(SOURCE MATERIAL)
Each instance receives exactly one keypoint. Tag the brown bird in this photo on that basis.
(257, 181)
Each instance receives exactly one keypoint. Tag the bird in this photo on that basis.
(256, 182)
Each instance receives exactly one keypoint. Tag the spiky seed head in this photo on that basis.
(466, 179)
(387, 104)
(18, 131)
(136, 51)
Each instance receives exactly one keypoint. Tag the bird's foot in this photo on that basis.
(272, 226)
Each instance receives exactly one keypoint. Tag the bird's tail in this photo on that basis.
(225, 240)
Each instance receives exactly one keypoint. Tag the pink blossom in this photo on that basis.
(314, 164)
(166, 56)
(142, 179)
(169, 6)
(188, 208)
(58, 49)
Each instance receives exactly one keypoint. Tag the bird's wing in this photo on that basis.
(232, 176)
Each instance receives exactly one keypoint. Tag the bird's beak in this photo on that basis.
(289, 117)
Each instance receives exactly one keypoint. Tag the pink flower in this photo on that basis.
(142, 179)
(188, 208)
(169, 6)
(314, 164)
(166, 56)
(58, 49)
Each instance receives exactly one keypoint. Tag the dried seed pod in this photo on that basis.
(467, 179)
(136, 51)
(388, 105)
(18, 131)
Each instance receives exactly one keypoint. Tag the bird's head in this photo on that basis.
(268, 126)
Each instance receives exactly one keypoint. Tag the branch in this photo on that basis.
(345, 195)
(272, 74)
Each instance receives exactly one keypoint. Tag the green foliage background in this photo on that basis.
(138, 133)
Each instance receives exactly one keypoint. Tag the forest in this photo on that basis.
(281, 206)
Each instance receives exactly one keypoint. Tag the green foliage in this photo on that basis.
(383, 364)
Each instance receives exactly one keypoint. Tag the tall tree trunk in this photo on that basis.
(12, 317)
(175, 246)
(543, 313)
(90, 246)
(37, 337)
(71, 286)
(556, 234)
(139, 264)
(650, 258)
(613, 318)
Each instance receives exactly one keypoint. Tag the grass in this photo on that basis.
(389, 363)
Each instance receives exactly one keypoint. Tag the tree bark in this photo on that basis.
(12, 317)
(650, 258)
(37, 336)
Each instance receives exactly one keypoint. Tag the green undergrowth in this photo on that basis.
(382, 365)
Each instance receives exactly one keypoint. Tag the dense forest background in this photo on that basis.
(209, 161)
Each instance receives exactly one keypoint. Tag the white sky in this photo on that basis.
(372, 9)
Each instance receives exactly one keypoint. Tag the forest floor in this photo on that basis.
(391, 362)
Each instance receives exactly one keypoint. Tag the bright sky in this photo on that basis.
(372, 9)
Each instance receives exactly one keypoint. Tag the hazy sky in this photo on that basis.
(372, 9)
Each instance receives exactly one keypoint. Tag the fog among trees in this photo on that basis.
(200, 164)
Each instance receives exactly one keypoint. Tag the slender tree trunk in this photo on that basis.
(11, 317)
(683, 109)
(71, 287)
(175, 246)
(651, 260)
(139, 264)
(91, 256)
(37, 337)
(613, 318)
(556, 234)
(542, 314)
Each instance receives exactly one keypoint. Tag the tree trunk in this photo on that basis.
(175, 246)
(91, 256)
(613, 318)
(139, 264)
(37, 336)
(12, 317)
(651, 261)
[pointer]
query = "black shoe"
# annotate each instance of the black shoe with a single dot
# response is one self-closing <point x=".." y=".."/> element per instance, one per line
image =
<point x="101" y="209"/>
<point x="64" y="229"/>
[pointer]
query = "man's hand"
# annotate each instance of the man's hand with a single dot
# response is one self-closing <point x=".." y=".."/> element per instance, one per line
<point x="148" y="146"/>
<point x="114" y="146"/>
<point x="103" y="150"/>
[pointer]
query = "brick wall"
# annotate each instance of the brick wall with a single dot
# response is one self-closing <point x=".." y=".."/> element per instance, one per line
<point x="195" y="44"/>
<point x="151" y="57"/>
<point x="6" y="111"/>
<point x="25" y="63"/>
(End SOURCE MATERIAL)
» **INSTRUCTIONS FOR THE TASK**
Transcribe every record above exactly as written.

» **OUTPUT**
Each instance receives exactly one keypoint. Tag the brown bird in this photo on that basis.
(257, 181)
Each instance receives exactly one keypoint. Tag the bird in this photo on that basis.
(256, 182)
Each instance receives exactly one keypoint. Tag the spiky seed head in this photo on that basis.
(466, 179)
(387, 104)
(18, 131)
(136, 51)
Each instance receives exactly one keypoint. Tag the bird's foot in this photo on that basis.
(272, 226)
Each instance receives exactly one keypoint. Tag the bird's tail in this photo on that basis.
(225, 240)
Each instance receives exactly one keypoint. Tag the pink blossom in this photo on that basis.
(314, 164)
(166, 56)
(142, 179)
(169, 6)
(188, 208)
(58, 49)
Each instance receives exactly one keypoint. Tag the bird's wing in this photo on that basis.
(232, 176)
Each instance receives exactly one keypoint. Tag the bird's beak in this photo on that basis.
(289, 117)
Each instance receives exactly one keypoint. Tag the pink flower in this photo on that basis.
(142, 179)
(188, 208)
(169, 6)
(314, 164)
(166, 56)
(58, 49)
Each instance receives exactly one keypoint. Tag the dried seed pod in this photo on that basis.
(467, 179)
(136, 51)
(388, 105)
(18, 131)
Each instance receives exactly one keypoint. Tag the bird's head in this photo on that basis.
(268, 126)
Each instance receives exactly one keypoint. Tag the branch in this photo on that basis.
(345, 195)
(272, 74)
Each instance receives exactly one keypoint. Tag the green foliage background in this photo on that basis.
(138, 133)
Each instance receives exactly one keypoint. Tag the forest in this photo on that basis.
(281, 206)
Each instance receives exactly one keypoint. Tag the green foliage in this photo on that basis.
(383, 364)
Each instance receives exactly one keypoint. Tag the tall tree trunk in this photo on that basis.
(12, 317)
(175, 246)
(543, 313)
(90, 246)
(37, 337)
(71, 286)
(556, 234)
(139, 264)
(650, 258)
(613, 318)
Each instance receives exactly one keypoint. Tag the grass in this photo on that basis.
(389, 363)
Each instance receives exactly one keypoint. Tag the tree bark in this photo on that basis.
(12, 317)
(650, 258)
(37, 336)
Each instance receives exactly one keypoint. Tag the green undergrowth in this photo on that basis.
(382, 365)
Each instance receives exactly one keypoint. Tag the dense forest background in this photo on that basis.
(209, 161)
Each instance receives exactly one keypoint. Tag the white sky in this photo on that basis.
(372, 9)
Each instance receives exactly one keypoint. Tag the forest floor in this photo on that basis.
(391, 362)
Each instance receives exactly one keypoint. Tag the bright sky in this photo on that basis.
(372, 9)
Each instance receives exactly one keypoint. Tag the hazy sky in this photo on that basis.
(372, 9)
Each instance receives exactly one keypoint. Tag the fog among trees in this photo on that basis.
(200, 164)
Each instance receives exactly one keypoint. Tag the slender tree trunk in this photo on that basis.
(11, 317)
(683, 109)
(71, 287)
(175, 246)
(651, 260)
(139, 264)
(91, 256)
(37, 337)
(613, 318)
(556, 234)
(542, 314)
Each instance receives exactly one keypoint. Tag the tree trunk in this photo on that basis.
(175, 246)
(91, 256)
(613, 318)
(139, 264)
(37, 336)
(12, 317)
(651, 261)
[pointer]
query = "black shoe"
# annotate each instance of the black shoe with a single dot
# response is one self-closing <point x=".." y=".."/> element per instance, one per line
image =
<point x="101" y="209"/>
<point x="64" y="229"/>
[pointer]
query = "man's hand"
# annotate each instance of the man's hand with a single dot
# response is one self-closing <point x=".." y=".."/> element per instance, one per line
<point x="148" y="146"/>
<point x="114" y="146"/>
<point x="103" y="150"/>
[pointer]
query = "brick wall"
# annotate each instance of the brick wall with a single dot
# response is one self-closing <point x=".." y=".."/> element per instance, one per line
<point x="195" y="44"/>
<point x="151" y="57"/>
<point x="6" y="111"/>
<point x="25" y="63"/>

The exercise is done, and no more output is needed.